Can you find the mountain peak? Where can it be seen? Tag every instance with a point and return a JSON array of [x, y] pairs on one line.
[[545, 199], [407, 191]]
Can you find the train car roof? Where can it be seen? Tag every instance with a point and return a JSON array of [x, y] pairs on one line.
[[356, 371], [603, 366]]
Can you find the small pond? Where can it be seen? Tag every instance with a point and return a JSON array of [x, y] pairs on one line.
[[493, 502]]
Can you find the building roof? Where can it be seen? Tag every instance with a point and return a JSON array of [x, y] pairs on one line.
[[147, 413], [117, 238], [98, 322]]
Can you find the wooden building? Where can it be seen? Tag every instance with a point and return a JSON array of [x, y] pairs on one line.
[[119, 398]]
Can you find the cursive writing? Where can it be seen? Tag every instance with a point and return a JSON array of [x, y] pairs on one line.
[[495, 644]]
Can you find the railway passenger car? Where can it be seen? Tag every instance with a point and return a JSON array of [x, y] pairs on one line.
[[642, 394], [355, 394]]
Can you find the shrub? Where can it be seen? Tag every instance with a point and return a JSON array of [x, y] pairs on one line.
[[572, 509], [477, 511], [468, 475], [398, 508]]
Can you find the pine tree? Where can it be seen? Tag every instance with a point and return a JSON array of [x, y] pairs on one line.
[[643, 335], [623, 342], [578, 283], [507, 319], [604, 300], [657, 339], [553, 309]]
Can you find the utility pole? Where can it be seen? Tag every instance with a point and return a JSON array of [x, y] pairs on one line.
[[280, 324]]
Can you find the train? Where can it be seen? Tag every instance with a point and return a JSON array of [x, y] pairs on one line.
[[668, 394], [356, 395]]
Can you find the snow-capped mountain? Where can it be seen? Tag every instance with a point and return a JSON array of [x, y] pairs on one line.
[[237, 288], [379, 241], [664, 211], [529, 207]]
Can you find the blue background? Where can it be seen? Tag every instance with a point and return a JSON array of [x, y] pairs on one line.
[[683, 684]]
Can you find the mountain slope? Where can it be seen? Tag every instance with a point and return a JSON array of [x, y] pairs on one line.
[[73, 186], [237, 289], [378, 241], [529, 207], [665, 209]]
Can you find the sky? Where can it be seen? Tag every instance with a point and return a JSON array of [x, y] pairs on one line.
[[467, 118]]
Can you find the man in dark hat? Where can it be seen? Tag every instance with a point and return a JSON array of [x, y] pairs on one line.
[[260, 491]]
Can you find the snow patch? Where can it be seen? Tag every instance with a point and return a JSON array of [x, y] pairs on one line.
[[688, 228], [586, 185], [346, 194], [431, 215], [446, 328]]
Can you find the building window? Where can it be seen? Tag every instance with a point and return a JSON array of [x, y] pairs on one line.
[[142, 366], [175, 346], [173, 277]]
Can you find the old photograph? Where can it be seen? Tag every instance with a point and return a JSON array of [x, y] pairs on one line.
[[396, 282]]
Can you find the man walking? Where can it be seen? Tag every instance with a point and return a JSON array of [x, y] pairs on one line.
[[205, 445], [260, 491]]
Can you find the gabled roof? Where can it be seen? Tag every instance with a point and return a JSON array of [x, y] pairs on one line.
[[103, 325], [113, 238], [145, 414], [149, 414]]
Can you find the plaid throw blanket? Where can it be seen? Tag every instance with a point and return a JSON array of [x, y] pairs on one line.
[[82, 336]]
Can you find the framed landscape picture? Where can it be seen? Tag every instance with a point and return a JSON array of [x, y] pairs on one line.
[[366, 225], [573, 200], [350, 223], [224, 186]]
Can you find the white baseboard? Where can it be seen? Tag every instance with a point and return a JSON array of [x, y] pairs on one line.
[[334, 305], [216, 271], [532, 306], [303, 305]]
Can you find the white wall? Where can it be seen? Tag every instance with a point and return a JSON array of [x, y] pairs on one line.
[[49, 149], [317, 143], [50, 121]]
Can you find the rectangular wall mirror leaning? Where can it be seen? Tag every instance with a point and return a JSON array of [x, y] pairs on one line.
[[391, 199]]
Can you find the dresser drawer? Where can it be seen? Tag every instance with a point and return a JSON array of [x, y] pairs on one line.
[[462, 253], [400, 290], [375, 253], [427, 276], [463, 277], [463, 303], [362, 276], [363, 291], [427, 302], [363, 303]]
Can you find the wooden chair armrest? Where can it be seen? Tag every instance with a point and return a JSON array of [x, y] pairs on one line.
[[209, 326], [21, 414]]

________________

■ Alıştırma Gereksinimleri
Yukarıdaki malzemenin tüm satırlarını baştan sona, hiçbirini değiştirmeden lütfen aynen yazın.

■ Alıştırma Çıktısı
Can you find the mountain peak? Where can it be seen? Tag every instance with a point and return a JSON array of [x, y] pairs on one line.
[[545, 199], [407, 191]]
Can you find the train car roof? Where can it be seen? Tag every instance with a point and return a JSON array of [x, y] pairs on one line.
[[356, 371], [603, 366]]
Can you find the small pond? Where can it be seen? Tag every instance with a point and return a JSON array of [x, y] pairs on one line.
[[493, 502]]
Can you find the building roof? Where can it be seen? Tag every instance with a point and return a JSON array of [x, y] pairs on one line.
[[147, 413], [117, 238], [98, 322]]
Can you find the wooden building? Where can it be seen? Tag every instance with a point and return a JSON array of [x, y] pairs on one line.
[[119, 398]]
Can you find the cursive writing? Where can it be seen? Tag every instance with a point and return a JSON array of [x, y] pairs on one line.
[[495, 644]]
Can you find the railway passenger car? Where can it be seen? Tag every instance with a point and return a JSON array of [x, y] pairs on one line.
[[642, 394], [355, 394]]
Can you find the shrub? Where can it be seen? Tag every instance with a point and return a JSON array of [x, y] pairs on one line.
[[572, 509], [477, 511], [468, 475], [398, 508]]
Can you find the pine tree? Where can it be seen? Tag every instance with a point and return a JSON array of [x, y] pairs on one line.
[[643, 335], [623, 342], [578, 283], [507, 319], [604, 300], [657, 339], [553, 309]]
Can you find the utility pole? Where can it be seen? Tag every instance with a point and return a JSON array of [x, y] pairs on one line.
[[280, 324]]
Can you find the train? Where can it be seen? Tag every instance with a point and return a JSON array of [x, y] pairs on one line.
[[668, 394], [356, 395]]
Can you find the snow-capped mountain? Where can it be seen? Tag every instance with a point and return a JSON array of [x, y] pairs on one line.
[[237, 288], [379, 241], [664, 211], [529, 207]]
Can you find the blue background? Where can it be seen? Tag every instance with a point and return a JSON array of [x, y] pairs on one line.
[[683, 684]]
Can you find the mountain slope? Where can it be seen? Tag every instance with a point and return a JSON array of [x, y] pairs on one line.
[[73, 186], [237, 289], [378, 241], [529, 207], [665, 209]]
Can you find the sky? Where can it be seen? Tag every instance with a point and return a JSON array of [x, y] pairs on one line.
[[467, 118]]
Can you find the man in dark hat? Where can it be seen? Tag every instance with a point and return a JSON array of [x, y] pairs on one line.
[[260, 491]]
Can you find the snow patch? Where can it be seen? Tag every instance with a point and return a JSON array of [x, y] pairs on one line.
[[688, 228], [586, 185], [346, 194], [431, 215], [446, 328]]
Can you find the building window? Where can it be seen? Tag every instance with a point and return a JSON array of [x, y] pairs on one line.
[[142, 366], [175, 346], [173, 277]]
Can you find the old photograph? Where can it be seen? Tag every instance with a point and return a JSON array of [x, y] pairs on one line.
[[396, 282]]
Can you find the man walking? Where can it be seen? Tag every instance with a point and return a JSON array of [x, y] pairs on one line.
[[205, 445], [260, 491]]
Can you find the gabled roof? Where can it be seen? Tag every instance with a point and return a JSON array of [x, y] pairs on one line.
[[103, 325], [113, 238], [145, 414], [149, 414]]
Can you find the plaid throw blanket? Where can it be seen? Tag every instance with a point and return a JSON array of [x, y] pairs on one line.
[[82, 336]]
Can you find the framed landscape picture? Where can it be seen? Tag every instance with a point and return a JSON array of [x, y] pairs on one line.
[[366, 225], [573, 200], [350, 223], [224, 186]]
Can you find the white baseboard? Where can it be seen? Tag every instance with a point and return a JSON array of [x, y] pairs on one line.
[[334, 305], [216, 271], [532, 306], [303, 305]]
Can you find the white wall? Where can it be seen? Tag every instance with a point and return a JSON array of [x, y] pairs on one line.
[[49, 149], [317, 143], [50, 121]]
Can you find the rectangular wall mirror leaning? Where can it be seen? Tag every instance with a point and return a JSON array of [x, y] pairs on one line.
[[391, 199]]
Can you find the dresser drawer? Where can it be seen? Tag every instance with a point and return a JSON array of [x, y] pairs on one line.
[[462, 253], [400, 290], [375, 253], [427, 276], [463, 277], [463, 303], [362, 276], [363, 291], [427, 302], [363, 303]]
Can you find the wooden chair armrest? Where can it be seen? Tag every instance with a point and return a JSON array of [x, y] pairs on one line.
[[209, 326], [21, 414]]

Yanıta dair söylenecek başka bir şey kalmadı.